Directions for this task -> The lines to extract start at the one containing "this form: (175,385)." and end with the last line; give them exactly and nothing more.

Record excerpts ->

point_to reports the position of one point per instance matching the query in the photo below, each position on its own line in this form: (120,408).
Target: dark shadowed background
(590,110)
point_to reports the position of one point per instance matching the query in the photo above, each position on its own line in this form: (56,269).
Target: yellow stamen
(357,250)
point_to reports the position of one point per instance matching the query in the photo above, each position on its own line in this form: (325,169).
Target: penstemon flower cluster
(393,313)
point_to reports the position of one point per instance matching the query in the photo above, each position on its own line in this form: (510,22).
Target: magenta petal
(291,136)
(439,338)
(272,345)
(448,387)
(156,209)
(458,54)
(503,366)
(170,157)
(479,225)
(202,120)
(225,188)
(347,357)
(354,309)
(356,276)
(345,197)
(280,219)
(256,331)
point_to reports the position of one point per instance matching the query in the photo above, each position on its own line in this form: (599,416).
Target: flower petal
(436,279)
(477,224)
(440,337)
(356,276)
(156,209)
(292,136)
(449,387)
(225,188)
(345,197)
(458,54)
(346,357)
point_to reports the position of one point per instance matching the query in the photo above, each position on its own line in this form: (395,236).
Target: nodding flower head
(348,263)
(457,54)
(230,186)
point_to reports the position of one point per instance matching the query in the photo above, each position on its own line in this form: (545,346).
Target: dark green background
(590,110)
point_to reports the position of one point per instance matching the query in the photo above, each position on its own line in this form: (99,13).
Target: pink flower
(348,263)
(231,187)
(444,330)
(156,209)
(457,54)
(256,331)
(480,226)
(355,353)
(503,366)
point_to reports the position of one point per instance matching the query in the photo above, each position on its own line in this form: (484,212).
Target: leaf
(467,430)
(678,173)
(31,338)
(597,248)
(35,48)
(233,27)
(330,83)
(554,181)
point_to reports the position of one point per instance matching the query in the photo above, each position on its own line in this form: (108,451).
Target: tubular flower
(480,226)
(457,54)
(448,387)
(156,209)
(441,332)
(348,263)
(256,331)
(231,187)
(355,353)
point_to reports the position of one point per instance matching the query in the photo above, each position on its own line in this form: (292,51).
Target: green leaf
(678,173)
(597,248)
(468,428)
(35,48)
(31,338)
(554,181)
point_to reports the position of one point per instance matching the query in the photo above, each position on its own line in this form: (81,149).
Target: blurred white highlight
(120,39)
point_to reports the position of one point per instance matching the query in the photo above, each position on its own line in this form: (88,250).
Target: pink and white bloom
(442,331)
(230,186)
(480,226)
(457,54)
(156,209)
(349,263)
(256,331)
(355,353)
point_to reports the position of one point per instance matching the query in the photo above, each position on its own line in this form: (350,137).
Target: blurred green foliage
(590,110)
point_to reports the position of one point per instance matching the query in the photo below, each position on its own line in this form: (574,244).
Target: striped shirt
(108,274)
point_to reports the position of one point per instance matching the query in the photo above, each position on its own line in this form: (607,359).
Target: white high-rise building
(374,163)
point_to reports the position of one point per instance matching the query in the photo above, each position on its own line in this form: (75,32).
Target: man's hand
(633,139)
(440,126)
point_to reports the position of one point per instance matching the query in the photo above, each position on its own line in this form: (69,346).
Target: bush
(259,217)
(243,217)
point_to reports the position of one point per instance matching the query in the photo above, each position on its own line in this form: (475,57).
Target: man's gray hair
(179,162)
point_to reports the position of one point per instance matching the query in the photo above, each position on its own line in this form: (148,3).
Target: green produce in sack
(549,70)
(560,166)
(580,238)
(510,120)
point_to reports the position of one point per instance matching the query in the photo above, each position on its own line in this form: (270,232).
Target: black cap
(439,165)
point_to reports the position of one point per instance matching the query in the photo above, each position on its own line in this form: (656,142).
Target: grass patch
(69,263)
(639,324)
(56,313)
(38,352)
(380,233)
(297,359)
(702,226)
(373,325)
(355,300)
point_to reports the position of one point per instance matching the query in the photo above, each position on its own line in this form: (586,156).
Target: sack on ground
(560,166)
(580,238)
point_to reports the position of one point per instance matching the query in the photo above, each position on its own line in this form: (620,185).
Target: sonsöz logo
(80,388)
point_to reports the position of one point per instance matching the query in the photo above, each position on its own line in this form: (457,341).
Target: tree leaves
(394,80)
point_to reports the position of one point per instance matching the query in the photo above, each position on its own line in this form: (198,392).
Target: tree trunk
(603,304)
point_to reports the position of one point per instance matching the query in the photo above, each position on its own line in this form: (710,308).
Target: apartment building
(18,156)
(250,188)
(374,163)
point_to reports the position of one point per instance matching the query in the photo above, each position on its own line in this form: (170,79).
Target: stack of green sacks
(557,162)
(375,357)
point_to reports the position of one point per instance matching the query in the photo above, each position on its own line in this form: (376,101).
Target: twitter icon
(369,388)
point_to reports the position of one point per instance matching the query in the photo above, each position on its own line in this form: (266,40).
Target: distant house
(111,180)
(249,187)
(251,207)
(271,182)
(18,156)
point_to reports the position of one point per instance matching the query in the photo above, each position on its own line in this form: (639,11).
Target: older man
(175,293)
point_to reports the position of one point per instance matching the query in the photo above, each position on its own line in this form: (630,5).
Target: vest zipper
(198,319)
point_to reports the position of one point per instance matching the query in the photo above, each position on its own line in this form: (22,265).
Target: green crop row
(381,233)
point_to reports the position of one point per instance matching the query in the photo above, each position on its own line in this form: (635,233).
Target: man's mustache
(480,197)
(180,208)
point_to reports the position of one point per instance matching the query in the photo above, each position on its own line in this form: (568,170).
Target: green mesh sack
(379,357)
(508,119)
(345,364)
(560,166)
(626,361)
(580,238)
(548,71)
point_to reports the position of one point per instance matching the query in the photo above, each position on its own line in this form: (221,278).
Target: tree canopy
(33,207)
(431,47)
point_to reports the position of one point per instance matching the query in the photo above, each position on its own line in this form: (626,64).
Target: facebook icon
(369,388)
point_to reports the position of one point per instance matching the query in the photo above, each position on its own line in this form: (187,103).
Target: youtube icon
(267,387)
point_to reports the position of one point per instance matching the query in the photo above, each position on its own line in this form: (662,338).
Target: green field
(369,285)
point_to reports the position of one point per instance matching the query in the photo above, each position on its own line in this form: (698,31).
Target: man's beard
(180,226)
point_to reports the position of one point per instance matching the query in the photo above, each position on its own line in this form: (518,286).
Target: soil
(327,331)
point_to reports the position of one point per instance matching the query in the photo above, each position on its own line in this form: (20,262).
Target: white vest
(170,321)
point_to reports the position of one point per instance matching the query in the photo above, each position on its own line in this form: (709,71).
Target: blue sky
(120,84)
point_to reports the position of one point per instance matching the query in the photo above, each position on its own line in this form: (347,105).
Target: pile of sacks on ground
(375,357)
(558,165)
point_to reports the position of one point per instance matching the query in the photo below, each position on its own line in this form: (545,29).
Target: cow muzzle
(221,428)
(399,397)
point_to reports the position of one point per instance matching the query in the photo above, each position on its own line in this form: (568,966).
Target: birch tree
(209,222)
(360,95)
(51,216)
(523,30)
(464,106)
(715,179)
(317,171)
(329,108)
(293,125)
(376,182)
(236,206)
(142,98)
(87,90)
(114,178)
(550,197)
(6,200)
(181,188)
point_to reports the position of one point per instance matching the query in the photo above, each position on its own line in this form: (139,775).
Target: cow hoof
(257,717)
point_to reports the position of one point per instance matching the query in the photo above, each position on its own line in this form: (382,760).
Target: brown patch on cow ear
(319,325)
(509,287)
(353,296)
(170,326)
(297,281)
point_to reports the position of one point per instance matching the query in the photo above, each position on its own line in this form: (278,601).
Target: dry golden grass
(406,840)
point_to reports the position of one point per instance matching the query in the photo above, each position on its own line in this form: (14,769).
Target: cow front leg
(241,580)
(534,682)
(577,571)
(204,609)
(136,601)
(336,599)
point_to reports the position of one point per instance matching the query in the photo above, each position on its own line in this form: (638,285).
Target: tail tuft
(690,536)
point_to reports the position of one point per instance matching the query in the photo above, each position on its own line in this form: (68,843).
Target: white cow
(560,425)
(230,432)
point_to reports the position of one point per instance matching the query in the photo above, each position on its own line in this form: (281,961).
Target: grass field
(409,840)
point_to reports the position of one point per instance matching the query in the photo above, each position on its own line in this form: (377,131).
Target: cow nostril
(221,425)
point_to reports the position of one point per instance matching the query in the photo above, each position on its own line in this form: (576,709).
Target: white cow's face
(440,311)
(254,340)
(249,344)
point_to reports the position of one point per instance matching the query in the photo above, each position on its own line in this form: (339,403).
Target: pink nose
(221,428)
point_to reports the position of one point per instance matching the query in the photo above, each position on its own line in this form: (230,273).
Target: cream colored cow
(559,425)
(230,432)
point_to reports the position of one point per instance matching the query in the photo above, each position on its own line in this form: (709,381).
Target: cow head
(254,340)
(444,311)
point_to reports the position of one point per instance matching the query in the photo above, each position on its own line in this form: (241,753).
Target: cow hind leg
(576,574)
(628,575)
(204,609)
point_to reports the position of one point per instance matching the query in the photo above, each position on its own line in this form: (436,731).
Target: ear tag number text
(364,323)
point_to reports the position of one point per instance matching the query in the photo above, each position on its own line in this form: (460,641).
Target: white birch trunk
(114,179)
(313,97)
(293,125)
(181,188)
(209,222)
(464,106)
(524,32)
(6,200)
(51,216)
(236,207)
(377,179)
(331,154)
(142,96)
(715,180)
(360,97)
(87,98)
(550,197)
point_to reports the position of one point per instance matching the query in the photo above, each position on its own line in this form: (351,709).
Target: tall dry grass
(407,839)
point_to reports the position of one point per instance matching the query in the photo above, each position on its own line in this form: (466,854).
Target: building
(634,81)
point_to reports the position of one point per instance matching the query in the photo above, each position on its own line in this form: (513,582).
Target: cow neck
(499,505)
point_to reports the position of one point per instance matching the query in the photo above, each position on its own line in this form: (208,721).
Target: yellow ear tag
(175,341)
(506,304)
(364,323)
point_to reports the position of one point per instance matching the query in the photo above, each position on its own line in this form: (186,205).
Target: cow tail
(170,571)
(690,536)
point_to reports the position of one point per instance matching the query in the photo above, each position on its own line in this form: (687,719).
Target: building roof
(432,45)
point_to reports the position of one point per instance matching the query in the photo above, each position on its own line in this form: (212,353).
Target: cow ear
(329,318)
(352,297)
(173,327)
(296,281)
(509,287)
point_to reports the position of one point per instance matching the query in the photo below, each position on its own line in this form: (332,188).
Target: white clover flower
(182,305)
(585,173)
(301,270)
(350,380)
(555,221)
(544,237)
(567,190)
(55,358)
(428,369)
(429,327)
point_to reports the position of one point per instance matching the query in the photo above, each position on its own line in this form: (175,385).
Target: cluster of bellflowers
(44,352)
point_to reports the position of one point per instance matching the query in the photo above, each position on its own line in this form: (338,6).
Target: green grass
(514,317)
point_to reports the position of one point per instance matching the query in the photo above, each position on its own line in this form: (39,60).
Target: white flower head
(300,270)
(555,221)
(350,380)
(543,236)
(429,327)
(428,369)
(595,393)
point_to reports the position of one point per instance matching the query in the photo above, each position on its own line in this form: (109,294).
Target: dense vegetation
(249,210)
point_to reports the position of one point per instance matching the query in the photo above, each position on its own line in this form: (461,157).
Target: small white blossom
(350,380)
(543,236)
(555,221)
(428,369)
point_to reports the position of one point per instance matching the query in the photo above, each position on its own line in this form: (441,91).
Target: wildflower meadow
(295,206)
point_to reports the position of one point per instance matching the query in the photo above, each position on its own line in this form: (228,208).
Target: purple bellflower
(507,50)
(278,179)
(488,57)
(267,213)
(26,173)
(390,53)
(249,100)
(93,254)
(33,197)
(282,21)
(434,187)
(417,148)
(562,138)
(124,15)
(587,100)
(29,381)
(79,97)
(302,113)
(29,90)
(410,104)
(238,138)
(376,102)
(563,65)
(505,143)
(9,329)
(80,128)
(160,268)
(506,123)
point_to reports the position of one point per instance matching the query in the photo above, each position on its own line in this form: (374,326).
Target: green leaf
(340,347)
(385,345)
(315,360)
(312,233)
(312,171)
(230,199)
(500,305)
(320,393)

Solution ->
point_to reports the position of one point per instance matching the query in the photo above, each position on its own line in this form: (175,385).
Target: cluster of bellflowers
(44,352)
point_to reports the position of one point per instance matching the query in the photo above, each position on its own line in this form: (338,6).
Target: green grass
(514,317)
point_to reports the position of one point per instance matching the query in the photo above, each position on its own line in this form: (39,60).
Target: white flower head
(300,270)
(555,221)
(350,380)
(543,236)
(429,327)
(428,369)
(595,393)
point_to reports the position of one point per instance matching the query in the photo above, each position on its own line in this form: (109,294).
Target: dense vegetation
(249,210)
point_to reports the position of one point per instance matching the query in the photo above, each position on its own line in this form: (461,157).
Target: small white blossom
(350,380)
(543,236)
(555,221)
(428,369)
point_to reports the position of one point per instance matching the query in the photo above, each position on its own line in this form: (441,91).
Target: wildflower meadow
(295,206)
point_to reports the position of one point per instance matching the query in the photo above, each position on its own line in this form: (228,208).
Target: purple bellflower
(507,50)
(278,179)
(488,57)
(267,213)
(26,173)
(390,53)
(249,100)
(93,254)
(33,197)
(282,21)
(434,187)
(417,148)
(562,138)
(124,15)
(587,100)
(29,381)
(79,97)
(302,113)
(29,90)
(410,104)
(238,138)
(376,102)
(563,65)
(505,143)
(9,329)
(80,128)
(160,268)
(506,123)
point_to reports the position of one point per instance matching the query in the photo above, each position on its own line in this form: (374,326).
Target: green leaf
(340,347)
(385,345)
(315,360)
(312,233)
(312,171)
(230,199)
(500,305)
(320,393)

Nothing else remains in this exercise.